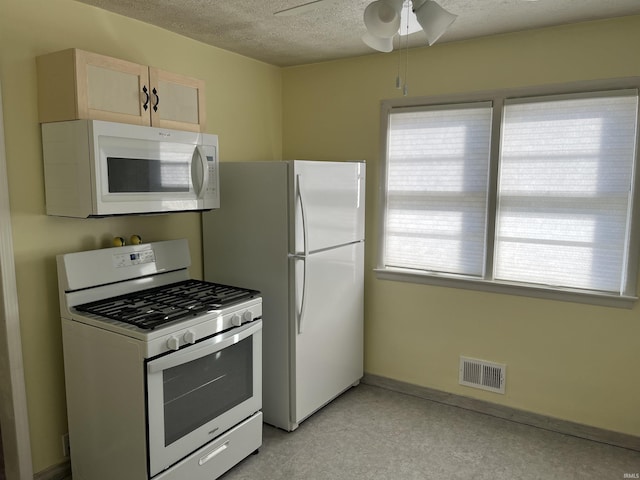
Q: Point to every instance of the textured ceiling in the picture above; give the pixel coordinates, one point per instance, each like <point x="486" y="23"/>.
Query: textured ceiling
<point x="333" y="28"/>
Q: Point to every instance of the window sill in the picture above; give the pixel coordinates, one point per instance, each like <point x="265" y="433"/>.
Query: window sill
<point x="549" y="293"/>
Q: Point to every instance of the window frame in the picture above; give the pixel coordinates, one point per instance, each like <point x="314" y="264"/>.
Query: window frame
<point x="488" y="283"/>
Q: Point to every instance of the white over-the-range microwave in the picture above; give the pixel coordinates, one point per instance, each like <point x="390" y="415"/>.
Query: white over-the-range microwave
<point x="94" y="168"/>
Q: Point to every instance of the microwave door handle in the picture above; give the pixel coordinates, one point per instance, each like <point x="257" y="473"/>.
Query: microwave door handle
<point x="204" y="348"/>
<point x="199" y="170"/>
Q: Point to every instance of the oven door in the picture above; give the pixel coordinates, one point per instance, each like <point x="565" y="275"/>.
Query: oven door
<point x="197" y="393"/>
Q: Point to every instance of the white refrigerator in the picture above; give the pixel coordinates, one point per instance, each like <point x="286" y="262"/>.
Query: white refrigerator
<point x="295" y="231"/>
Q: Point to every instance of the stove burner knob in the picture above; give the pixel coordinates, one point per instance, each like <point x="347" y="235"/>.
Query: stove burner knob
<point x="173" y="343"/>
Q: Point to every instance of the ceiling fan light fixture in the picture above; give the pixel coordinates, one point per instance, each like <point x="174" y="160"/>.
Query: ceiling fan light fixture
<point x="382" y="18"/>
<point x="433" y="19"/>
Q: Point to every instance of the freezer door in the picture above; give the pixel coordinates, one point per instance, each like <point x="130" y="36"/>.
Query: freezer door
<point x="329" y="204"/>
<point x="328" y="326"/>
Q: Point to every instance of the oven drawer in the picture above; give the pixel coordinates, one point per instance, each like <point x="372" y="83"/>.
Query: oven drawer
<point x="217" y="457"/>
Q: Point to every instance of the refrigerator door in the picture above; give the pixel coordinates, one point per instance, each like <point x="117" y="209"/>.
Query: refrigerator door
<point x="328" y="338"/>
<point x="329" y="204"/>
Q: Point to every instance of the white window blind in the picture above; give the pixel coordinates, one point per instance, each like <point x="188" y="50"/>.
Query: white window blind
<point x="564" y="193"/>
<point x="437" y="181"/>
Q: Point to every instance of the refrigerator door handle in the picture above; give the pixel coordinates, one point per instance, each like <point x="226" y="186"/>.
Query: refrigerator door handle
<point x="305" y="228"/>
<point x="300" y="313"/>
<point x="303" y="257"/>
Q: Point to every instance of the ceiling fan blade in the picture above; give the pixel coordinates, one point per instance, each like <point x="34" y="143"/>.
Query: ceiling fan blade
<point x="305" y="7"/>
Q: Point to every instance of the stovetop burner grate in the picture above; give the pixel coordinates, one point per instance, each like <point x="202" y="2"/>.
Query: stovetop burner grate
<point x="151" y="308"/>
==*==
▶ _About this exercise_:
In the records above, return precisely the line containing "Query: white window blind" and each line that comes after it, up to the final one.

▶ _Result of the task_:
Query: white window blind
<point x="564" y="193"/>
<point x="437" y="181"/>
Q: Point to every instance of the refrigerator door handle in the picture above; give the pixel coordinates, one point per instance, each like <point x="226" y="186"/>.
Query: refrigerator door handle
<point x="305" y="228"/>
<point x="300" y="313"/>
<point x="303" y="257"/>
Q: Point to every instance of the ceiling fan blade in the picture above; give the pixel coordinates, one point per instance, each like <point x="34" y="143"/>.
Query: ceiling fan blade
<point x="305" y="7"/>
Q: Point to every instance of the stovetop burner grate in the picture above; give the pixel coordinates, one point per instance, each like <point x="202" y="2"/>.
Query: stovetop burner grate
<point x="151" y="308"/>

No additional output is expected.